◆ **What to work on**
Write out each entry once more so that it matches the original exactly.
(Records for the exercise Opens)
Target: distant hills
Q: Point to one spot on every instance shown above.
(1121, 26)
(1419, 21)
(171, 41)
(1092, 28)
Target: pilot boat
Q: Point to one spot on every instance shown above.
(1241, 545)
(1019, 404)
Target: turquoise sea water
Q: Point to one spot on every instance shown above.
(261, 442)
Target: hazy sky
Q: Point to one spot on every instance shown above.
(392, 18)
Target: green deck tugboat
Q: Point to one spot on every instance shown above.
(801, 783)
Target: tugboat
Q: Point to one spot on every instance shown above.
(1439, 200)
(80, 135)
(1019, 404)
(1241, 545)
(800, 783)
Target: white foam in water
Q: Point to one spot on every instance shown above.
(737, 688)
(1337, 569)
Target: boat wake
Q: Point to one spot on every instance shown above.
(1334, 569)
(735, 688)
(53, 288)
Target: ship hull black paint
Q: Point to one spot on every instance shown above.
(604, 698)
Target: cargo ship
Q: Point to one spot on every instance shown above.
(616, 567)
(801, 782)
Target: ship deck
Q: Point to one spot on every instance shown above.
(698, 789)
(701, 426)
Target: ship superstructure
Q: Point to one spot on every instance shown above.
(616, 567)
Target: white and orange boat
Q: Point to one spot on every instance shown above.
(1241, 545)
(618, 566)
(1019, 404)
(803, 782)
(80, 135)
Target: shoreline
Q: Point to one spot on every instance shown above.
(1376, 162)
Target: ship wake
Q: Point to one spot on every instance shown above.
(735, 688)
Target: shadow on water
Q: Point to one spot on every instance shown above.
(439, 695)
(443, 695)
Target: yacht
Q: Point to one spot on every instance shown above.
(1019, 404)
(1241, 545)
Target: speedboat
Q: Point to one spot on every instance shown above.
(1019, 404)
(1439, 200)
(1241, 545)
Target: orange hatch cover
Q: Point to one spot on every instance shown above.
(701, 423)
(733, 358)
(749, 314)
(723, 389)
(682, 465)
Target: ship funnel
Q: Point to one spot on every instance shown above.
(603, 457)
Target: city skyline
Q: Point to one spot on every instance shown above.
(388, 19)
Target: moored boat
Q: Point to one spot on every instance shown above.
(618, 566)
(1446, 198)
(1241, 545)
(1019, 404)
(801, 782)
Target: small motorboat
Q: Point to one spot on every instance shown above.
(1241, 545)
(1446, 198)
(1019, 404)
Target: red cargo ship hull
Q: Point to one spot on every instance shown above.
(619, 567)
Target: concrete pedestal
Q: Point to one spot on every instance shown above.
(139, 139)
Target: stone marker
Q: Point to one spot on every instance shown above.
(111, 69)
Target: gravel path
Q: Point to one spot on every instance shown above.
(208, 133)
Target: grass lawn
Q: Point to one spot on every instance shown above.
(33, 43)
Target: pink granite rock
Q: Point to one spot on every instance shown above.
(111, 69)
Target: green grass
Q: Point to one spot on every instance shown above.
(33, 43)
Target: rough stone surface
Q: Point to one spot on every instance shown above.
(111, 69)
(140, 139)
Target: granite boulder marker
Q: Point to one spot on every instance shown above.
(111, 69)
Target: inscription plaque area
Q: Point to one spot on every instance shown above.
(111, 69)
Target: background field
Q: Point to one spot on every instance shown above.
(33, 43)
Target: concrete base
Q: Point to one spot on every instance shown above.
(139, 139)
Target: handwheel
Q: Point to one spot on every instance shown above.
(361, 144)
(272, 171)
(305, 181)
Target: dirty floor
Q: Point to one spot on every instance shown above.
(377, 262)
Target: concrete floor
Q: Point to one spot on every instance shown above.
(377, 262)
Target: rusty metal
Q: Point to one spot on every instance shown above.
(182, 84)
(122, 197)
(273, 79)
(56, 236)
(Records for the exercise Closes)
◆ **Answer space**
Target: distant hills
Q: Point to one spot on every instance shown above.
(1121, 26)
(1419, 21)
(171, 41)
(1092, 28)
Target: pilot boat
Q: Point to one spot on every instance shown above.
(1241, 545)
(1019, 404)
Target: turquoise sea water
Q: Point to one spot on every instance shown above.
(261, 442)
Target: hazy sky
Q: Point to one spot on every instance shown above.
(392, 18)
Target: green deck tugboat
Q: Point to one spot on every instance shown above.
(801, 783)
Target: tugboat
Q: Point to one spot on every instance shown above.
(1439, 200)
(80, 135)
(1019, 404)
(1241, 545)
(800, 783)
Target: white foam in water
Q: Point to one spot on every instance shown above.
(737, 688)
(1337, 569)
Target: boat wake
Q: Point to one spot on every instance shown above.
(1334, 569)
(735, 688)
(53, 288)
Target: ship hull black paint
Q: Point to one spot on every instance shown above.
(604, 698)
Target: cargo ship
Q: Point to one spot on every instance shown above.
(616, 567)
(801, 782)
Target: ship deck
Q: Point to one spot on every instance shown above.
(698, 789)
(701, 426)
Target: ship superstructure
Q: Point to one spot on every instance shown above.
(616, 567)
Target: white and orange boat
Q: Point to one spot on every instance shown above.
(1241, 545)
(618, 566)
(1019, 404)
(803, 782)
(80, 135)
Target: shoreline
Q: Point to one spot on every instance shown above.
(1376, 162)
Target: ship wake
Q: Point to one spot on every instance shown above.
(735, 688)
Target: shadow on water
Q: Point to one spot on every instance shown above.
(439, 695)
(443, 695)
Target: yacht
Q: Point to one spot on every instance shown above.
(1019, 404)
(1241, 545)
Target: speedboat
Q: Point to one spot on every instance shown above.
(1019, 404)
(1439, 200)
(1241, 545)
Target: orange hatch cover
Q: Point to one spot on every instance shown above.
(701, 423)
(733, 358)
(749, 314)
(723, 389)
(682, 465)
Target: ship funnel
Q: Point to one spot on every instance shown above.
(603, 457)
Target: city skyline
Q: Point to one spot on every instance shown above.
(388, 19)
Target: moored boat
Q: Point to one spot on every instance shown above.
(618, 566)
(1446, 198)
(1241, 545)
(1019, 404)
(801, 782)
Target: small motorboat
Q: Point to one spot on every instance shown above.
(1241, 545)
(1446, 198)
(1019, 404)
Target: red cargo ship hull
Q: Point to one spot on every instance shown above.
(619, 567)
Target: concrete pedestal
Q: Point to one spot on every instance shown above.
(139, 139)
Target: stone marker
Q: Point to one spot on every instance shown above.
(111, 69)
Target: gravel path
Q: Point to one spot on every instance shown above.
(208, 133)
Target: grass lawn
Q: Point to one spot on every instance shown above.
(33, 43)
Target: pink granite rock
Q: Point to one spot on every instance shown above.
(111, 69)
Target: green grass
Q: Point to one spot on every instance shown above.
(33, 43)
Target: rough stone surface
Q: Point to one spot on every instance shown above.
(111, 69)
(140, 139)
Target: granite boulder marker
Q: Point to one spot on every instance shown above.
(111, 69)
Target: inscription plaque area
Q: Point to one spot on every instance shown above.
(111, 69)
Target: background field
Q: Point to one spot on every instance shown above.
(33, 43)
Target: concrete base
Q: Point to one spot on every instance shown above.
(139, 139)
Target: handwheel
Q: Point to one spot on every instance shown above.
(361, 144)
(272, 171)
(305, 181)
Target: dirty floor
Q: Point to one spot on every instance shown above.
(377, 262)
Target: concrete floor
Q: Point to one spot on every instance shown above.
(377, 262)
Target: rusty metal
Q: Point to one spot on every instance shown above.
(182, 84)
(122, 197)
(273, 79)
(56, 236)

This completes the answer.